[OPGAVEMATERIAAL]
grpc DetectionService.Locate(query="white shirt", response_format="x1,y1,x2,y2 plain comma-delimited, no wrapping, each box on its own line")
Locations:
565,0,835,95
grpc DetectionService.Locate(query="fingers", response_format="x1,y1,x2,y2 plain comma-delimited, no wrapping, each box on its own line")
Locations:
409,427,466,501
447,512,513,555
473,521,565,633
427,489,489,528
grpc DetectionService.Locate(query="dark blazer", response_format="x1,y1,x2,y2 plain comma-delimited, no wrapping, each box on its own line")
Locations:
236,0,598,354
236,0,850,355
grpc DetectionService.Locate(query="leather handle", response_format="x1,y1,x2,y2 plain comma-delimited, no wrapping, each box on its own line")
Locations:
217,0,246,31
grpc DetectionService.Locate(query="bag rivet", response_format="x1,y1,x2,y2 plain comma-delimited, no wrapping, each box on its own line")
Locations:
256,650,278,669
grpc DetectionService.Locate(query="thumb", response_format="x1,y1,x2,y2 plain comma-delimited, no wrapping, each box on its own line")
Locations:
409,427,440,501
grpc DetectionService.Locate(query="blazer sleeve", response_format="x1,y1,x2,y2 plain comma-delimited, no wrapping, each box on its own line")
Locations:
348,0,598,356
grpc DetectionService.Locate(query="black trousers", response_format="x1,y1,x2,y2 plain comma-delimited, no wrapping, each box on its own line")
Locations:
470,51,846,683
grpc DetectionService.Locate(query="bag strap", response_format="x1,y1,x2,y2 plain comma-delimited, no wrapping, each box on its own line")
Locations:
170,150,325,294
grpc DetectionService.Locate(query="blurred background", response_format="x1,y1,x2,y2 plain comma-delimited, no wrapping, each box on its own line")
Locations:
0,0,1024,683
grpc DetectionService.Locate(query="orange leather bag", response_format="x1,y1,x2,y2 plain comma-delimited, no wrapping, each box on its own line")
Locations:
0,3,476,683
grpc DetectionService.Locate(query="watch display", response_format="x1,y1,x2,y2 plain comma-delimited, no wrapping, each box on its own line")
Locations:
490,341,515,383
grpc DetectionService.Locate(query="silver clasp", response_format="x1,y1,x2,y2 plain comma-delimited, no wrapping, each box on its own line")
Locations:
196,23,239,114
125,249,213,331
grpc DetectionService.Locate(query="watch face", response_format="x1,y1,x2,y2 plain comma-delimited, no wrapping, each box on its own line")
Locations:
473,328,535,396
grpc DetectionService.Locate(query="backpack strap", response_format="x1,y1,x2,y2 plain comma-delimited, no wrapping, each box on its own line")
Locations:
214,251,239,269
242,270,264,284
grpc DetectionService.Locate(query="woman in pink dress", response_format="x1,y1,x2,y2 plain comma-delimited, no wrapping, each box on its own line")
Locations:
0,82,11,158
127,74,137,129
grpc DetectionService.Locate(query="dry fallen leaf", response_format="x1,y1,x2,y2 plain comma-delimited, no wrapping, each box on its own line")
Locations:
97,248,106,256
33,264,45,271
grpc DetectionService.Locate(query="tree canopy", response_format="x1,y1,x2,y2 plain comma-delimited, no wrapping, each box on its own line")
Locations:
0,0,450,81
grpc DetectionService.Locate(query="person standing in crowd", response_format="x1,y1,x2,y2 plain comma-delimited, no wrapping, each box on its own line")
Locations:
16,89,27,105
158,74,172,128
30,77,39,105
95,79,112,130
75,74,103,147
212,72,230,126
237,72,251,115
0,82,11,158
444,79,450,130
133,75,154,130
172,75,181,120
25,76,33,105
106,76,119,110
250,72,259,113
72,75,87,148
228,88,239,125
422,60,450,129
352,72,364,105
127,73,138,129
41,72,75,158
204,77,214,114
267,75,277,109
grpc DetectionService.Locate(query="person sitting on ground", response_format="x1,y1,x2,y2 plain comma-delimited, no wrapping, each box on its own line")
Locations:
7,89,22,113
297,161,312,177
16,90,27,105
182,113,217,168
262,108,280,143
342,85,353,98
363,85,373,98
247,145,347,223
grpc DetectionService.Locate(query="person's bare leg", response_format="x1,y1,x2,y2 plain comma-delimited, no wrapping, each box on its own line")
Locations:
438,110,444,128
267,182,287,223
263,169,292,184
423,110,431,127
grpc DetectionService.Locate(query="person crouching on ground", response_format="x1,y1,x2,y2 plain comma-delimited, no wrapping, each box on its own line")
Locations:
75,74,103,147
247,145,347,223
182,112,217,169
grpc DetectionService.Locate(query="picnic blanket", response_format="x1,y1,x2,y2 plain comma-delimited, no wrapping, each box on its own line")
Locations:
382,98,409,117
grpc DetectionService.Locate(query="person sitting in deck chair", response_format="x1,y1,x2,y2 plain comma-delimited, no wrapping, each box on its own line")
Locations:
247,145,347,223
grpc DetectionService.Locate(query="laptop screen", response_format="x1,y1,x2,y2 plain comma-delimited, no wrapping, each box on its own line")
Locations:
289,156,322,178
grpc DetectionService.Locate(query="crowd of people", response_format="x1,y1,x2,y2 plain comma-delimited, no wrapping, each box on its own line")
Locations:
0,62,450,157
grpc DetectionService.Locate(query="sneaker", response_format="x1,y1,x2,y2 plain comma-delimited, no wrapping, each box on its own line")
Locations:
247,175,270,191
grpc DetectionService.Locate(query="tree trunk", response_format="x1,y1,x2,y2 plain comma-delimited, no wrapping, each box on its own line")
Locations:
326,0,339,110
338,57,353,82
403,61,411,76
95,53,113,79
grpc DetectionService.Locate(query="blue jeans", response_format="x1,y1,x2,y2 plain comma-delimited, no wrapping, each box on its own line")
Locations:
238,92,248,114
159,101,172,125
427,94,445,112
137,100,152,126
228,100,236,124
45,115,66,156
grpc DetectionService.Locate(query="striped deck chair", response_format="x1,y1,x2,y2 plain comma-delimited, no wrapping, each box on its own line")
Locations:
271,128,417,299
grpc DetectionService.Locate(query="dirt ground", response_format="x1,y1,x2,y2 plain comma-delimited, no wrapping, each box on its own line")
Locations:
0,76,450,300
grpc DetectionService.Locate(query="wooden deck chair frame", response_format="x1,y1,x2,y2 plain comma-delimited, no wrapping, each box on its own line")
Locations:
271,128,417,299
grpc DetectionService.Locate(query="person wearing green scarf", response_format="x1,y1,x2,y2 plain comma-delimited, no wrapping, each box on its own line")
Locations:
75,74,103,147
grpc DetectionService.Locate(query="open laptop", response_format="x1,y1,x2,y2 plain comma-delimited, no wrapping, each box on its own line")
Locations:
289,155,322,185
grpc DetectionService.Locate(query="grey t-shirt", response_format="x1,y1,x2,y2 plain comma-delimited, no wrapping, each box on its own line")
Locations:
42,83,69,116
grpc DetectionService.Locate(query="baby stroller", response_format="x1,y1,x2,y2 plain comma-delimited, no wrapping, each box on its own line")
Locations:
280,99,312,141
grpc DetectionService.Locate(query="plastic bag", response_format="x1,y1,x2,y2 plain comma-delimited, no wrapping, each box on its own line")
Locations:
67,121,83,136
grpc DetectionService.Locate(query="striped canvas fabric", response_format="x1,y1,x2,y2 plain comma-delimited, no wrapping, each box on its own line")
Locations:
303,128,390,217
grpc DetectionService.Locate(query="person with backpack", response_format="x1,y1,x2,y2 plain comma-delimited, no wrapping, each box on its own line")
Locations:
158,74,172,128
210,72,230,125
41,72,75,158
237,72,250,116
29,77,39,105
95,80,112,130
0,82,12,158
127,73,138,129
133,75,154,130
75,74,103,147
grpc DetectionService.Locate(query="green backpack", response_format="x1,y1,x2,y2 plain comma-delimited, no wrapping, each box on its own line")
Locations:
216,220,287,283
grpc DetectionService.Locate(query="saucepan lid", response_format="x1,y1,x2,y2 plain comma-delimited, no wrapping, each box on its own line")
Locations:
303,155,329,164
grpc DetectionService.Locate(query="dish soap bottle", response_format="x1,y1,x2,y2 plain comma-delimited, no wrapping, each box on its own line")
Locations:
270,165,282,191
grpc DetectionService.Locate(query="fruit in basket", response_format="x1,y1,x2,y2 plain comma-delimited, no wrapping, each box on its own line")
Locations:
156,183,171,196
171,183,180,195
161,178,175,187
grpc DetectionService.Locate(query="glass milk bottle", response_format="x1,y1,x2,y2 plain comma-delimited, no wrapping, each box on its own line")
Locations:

---

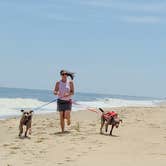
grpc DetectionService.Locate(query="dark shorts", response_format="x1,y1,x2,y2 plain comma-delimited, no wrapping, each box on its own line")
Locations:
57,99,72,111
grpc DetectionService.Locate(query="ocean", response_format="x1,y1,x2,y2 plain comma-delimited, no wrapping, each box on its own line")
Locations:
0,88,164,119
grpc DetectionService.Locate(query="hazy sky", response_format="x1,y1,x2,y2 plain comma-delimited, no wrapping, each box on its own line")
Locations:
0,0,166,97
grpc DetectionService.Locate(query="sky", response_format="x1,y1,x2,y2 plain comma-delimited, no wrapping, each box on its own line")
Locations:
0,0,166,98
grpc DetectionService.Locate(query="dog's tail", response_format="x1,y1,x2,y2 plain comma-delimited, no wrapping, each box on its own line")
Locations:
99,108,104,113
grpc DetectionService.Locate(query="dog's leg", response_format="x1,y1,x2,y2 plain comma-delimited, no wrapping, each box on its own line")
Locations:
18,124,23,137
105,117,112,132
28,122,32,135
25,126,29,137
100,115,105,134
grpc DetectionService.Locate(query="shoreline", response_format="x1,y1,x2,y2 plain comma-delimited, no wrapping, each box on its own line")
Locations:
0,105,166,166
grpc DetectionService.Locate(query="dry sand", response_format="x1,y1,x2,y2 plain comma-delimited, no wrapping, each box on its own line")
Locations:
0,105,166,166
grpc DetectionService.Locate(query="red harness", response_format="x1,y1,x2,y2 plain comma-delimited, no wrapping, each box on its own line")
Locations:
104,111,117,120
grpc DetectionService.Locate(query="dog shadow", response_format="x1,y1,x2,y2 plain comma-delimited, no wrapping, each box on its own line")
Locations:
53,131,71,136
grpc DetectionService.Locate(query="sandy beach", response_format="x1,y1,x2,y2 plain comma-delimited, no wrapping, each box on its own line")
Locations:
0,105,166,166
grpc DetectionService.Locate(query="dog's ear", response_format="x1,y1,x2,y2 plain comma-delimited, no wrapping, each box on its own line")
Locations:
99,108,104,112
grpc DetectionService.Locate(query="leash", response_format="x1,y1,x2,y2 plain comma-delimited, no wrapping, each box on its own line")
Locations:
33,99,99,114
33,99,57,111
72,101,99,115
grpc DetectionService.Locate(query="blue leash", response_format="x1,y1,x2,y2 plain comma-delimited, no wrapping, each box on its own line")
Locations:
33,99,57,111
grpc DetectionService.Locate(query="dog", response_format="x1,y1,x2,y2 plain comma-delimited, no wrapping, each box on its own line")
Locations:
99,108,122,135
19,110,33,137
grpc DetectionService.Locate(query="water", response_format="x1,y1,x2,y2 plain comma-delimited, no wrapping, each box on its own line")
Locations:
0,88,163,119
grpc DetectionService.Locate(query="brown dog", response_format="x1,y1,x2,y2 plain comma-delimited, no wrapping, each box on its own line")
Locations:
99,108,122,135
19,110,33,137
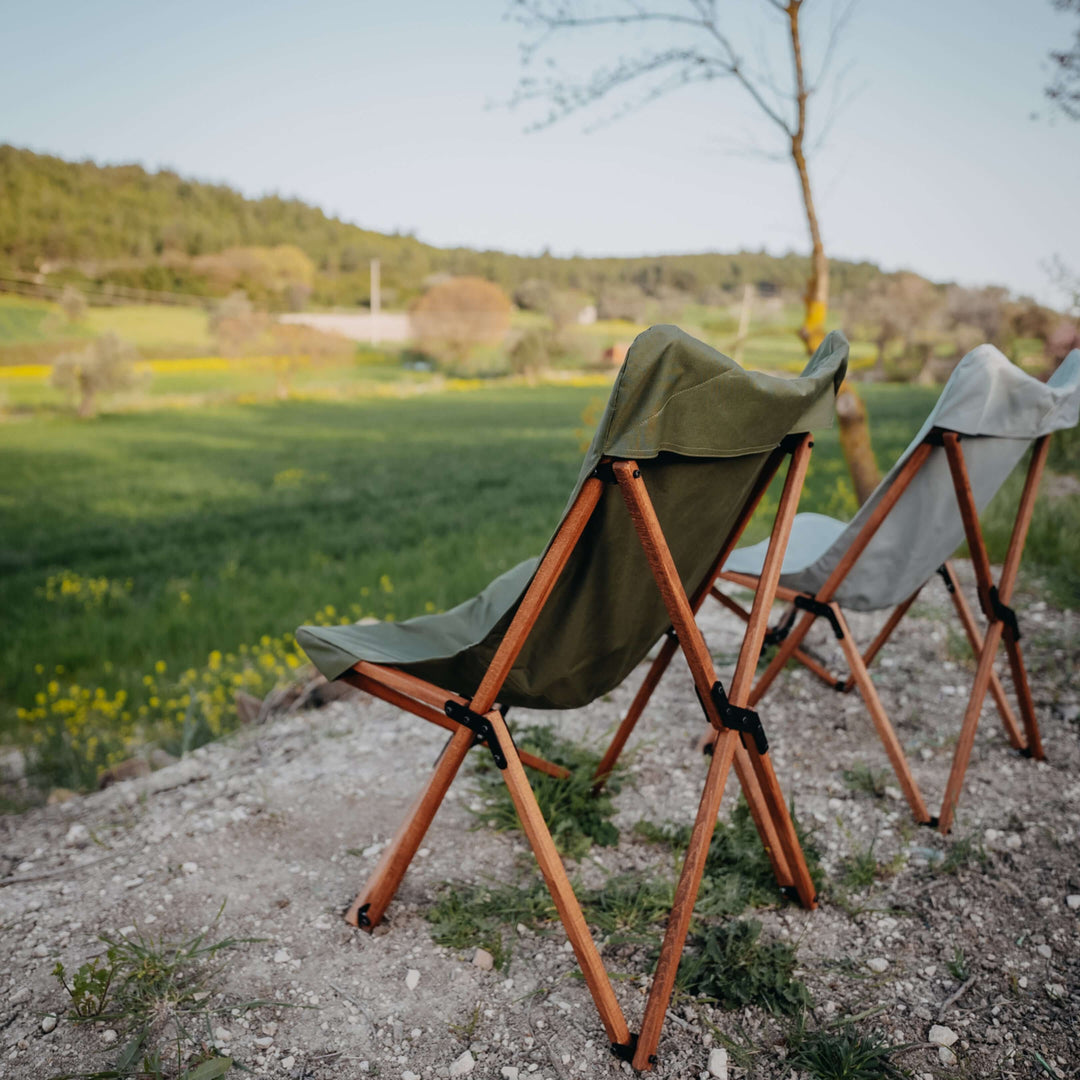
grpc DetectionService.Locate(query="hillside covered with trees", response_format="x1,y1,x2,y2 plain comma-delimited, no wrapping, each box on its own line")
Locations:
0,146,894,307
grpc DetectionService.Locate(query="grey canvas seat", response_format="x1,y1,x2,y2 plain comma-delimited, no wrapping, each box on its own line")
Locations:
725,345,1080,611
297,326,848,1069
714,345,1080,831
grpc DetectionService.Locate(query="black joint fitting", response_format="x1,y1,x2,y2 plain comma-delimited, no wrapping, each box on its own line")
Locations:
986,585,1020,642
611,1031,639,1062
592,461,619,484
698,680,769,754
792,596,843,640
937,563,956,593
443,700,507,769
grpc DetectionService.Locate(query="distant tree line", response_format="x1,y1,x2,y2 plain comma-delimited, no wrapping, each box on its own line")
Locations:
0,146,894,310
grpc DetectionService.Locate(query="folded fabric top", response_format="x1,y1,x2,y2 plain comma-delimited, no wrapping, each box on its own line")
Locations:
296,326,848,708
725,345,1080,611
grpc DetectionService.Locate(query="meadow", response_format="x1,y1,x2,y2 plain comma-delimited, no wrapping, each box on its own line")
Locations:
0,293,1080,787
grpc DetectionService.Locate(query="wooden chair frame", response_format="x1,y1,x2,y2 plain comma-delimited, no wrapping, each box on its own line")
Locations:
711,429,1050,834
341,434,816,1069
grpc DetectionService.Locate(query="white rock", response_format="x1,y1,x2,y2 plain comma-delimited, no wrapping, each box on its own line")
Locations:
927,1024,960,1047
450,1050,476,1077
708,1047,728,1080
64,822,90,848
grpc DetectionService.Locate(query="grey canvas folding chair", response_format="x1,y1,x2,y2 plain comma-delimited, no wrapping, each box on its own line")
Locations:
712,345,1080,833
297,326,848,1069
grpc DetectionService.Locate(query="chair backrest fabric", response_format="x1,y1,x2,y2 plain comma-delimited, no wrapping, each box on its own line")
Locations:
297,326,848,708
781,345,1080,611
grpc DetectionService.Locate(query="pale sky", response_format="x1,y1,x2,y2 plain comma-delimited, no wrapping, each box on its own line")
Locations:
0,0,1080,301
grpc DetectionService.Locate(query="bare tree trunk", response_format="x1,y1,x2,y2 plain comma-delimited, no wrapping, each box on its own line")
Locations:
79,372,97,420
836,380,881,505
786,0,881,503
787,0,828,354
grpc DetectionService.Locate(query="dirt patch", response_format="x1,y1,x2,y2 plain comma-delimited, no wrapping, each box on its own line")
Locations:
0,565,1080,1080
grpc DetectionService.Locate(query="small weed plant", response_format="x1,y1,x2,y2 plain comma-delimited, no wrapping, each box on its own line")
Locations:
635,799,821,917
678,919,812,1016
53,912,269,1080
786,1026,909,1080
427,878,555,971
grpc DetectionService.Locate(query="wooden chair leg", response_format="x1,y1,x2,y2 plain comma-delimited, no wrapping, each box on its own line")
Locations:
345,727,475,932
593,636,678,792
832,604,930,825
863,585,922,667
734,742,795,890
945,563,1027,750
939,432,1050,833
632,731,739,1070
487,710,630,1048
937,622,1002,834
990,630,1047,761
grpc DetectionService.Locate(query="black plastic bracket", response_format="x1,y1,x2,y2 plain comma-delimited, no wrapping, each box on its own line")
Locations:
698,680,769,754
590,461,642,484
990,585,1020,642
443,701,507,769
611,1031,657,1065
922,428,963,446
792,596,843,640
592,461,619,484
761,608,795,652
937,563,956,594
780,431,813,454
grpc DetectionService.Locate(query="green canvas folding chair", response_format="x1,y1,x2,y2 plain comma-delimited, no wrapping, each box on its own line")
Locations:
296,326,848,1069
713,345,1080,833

[WAT TE DOEN] Tel in hoeveel regels van de items hierboven de string "crowd" voorkomt. Geef uitsluitend het aantal.

[UITGEWERKTE OPGAVE] 2